Each entry in the listing below should be restated word for word.

** start DATA IN THIS EXERCISE **

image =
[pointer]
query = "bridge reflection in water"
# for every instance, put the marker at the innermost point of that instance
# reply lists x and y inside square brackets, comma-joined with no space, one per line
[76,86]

** end DATA IN THIS EXERCISE **

OUTPUT OF THE TASK:
image =
[pointer]
query = "bridge reflection in water"
# for every instance, put the marker at the innermost point of that instance
# reply lists x and y inside square brackets, comma-joined with no space, one per line
[76,86]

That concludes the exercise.